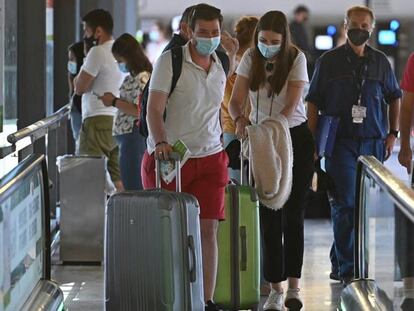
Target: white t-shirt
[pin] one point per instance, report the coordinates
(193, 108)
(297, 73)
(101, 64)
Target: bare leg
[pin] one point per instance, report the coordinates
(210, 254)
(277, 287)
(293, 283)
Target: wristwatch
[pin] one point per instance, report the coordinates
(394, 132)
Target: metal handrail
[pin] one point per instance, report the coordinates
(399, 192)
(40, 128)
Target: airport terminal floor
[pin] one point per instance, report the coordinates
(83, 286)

──────────

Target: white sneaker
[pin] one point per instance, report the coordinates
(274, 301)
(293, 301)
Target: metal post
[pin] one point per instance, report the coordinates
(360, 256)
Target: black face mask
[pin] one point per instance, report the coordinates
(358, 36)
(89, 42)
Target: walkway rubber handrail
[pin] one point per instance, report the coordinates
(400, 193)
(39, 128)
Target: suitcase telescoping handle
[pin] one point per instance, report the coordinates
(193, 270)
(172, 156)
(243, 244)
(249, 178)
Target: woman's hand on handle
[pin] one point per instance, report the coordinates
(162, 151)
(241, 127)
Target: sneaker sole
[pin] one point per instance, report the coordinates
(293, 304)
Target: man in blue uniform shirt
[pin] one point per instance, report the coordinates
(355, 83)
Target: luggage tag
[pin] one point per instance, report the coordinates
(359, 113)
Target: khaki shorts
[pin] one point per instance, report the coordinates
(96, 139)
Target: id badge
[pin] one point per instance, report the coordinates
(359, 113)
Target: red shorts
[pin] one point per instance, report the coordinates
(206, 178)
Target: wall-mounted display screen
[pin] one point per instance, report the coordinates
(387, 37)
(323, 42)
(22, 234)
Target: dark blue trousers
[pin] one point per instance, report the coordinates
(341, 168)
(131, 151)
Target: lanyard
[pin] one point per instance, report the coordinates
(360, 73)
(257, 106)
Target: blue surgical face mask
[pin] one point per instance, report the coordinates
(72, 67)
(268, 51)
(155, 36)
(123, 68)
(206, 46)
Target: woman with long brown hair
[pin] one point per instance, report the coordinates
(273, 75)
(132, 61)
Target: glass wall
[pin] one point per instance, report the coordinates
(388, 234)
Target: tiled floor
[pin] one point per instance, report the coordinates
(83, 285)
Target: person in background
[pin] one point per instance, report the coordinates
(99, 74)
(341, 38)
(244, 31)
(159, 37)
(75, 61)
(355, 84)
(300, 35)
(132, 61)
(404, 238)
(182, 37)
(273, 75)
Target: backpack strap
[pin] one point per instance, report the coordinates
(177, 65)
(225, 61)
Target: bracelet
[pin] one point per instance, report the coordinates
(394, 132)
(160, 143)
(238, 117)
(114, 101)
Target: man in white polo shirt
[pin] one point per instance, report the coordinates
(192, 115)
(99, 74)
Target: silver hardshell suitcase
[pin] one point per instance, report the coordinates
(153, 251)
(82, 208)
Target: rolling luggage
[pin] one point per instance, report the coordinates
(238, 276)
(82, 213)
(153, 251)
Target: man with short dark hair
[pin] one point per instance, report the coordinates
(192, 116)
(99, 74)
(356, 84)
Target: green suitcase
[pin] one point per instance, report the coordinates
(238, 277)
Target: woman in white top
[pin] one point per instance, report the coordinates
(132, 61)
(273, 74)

──────────

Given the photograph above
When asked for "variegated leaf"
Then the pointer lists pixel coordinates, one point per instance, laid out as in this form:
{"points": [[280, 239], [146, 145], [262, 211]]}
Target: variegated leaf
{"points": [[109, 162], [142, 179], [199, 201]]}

──────────

EXERCISE GOAL =>
List each line of the records above that contains the word "with". Case must match.

SOLUTION TO THE EXERCISE =>
Target: woman with long brown hair
Target: man with short dark hair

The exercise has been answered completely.